= What the exercise asks =
Could you write out the records below exactly, without omitting a line?

[[ Provided entries open ]]

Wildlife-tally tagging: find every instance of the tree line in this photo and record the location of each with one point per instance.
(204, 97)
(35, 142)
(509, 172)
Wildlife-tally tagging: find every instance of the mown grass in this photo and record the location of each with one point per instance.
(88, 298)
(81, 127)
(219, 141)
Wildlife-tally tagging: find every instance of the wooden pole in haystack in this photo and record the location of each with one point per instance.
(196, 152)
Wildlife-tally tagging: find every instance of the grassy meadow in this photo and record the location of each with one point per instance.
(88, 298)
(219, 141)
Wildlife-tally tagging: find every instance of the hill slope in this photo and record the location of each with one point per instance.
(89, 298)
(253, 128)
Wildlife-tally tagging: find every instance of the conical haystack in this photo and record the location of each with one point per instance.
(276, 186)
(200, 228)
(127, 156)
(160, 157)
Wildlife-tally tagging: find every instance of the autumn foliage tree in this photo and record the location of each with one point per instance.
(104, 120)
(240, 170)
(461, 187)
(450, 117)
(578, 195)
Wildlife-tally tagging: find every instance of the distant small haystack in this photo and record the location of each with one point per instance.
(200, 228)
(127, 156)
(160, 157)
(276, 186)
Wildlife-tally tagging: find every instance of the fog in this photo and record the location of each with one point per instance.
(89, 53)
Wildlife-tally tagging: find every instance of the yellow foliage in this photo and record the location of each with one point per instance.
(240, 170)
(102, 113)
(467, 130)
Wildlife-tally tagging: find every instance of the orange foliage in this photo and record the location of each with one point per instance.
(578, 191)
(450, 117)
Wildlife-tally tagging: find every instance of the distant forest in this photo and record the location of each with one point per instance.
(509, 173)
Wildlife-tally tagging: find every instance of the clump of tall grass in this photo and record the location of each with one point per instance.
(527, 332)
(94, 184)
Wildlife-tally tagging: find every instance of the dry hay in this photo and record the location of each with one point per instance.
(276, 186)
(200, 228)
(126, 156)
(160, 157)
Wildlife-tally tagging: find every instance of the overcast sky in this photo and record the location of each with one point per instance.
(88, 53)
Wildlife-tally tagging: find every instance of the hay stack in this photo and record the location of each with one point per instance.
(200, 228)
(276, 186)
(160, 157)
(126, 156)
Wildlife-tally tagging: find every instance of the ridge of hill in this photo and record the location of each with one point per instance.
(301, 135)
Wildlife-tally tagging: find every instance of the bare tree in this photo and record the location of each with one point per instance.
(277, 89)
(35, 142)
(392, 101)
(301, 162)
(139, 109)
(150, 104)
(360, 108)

[[ Provided entries closed ]]

= Your response =
Wildlife-tally tagging: find every instance of the tree line in this photo and record the location of each with one point per instance.
(204, 97)
(35, 142)
(509, 172)
Wildlife-tally tagging: find every instance of the mown grass in this photo and record the location of each with one point per instance.
(88, 298)
(81, 127)
(219, 141)
Wildlife-tally tagging: find every instance of the wooden pole in haystack in this photo and record the location of each with one point per instance.
(196, 152)
Wildlife-tally tagging: find every instance of the grassy meadow in this photo and record the location of each with one point per instance.
(88, 298)
(219, 141)
Wildlife-tally tagging: find every instance of the hill slope in this photo and record the location of each with one point per instance.
(89, 298)
(253, 128)
Wildlife-tally tagging: find every instance of the conical haystack in this photo and record the location of each with one point per instance.
(276, 186)
(200, 228)
(127, 156)
(160, 157)
Wildlife-tally tagging: find every instance of the autumn foliage tree in this photo and record the location of each with one point per instance.
(104, 120)
(240, 170)
(461, 187)
(450, 117)
(578, 195)
Wildlife-tally tagging: find every instance of the distant small haystack in this photo and record the location of each with one point per instance.
(200, 228)
(127, 156)
(160, 157)
(276, 186)
Wildlife-tally tagging: find every instance of the fog in this photo and record the location of each with one point per instance.
(89, 53)
Wildlife-tally tagging: find every instance of the yellow foliage in this photo and record the location of each with one point per instance.
(240, 170)
(102, 113)
(467, 130)
Wildlife-tally tagging: find every instance of the orange foliage in this photo and record the location of each with one point per instance.
(578, 191)
(450, 117)
Wildlife-tally tagging: find every instance of the distant forest in this photo and record the location of each with one point per instance.
(509, 173)
Wildlife-tally tagging: find every instance of the clump of tall grass in this photo and record the location of each with one point per instance.
(527, 332)
(94, 184)
Wildlife-tally tagging: find every instance of the dry hay in this photo and record the location of each with one point per instance.
(276, 186)
(200, 228)
(126, 156)
(160, 157)
Wildlife-tally tagging: find every instance of the overcast sky in this photo and record the location of each with one point per instance.
(88, 53)
Wildlife-tally tagging: find every instance of the hay stack in this photo and record the location of each with one point per instance.
(200, 228)
(276, 186)
(160, 157)
(126, 156)
Wildlife-tally tagging: find every instance of the ridge of hill in this photo and record the location of each with one point per instance.
(301, 135)
Wildlife-tally tagging: find every instance of the bare tree in this photo and record the location of each with one point per instance.
(277, 89)
(35, 142)
(392, 101)
(301, 162)
(139, 109)
(150, 104)
(360, 108)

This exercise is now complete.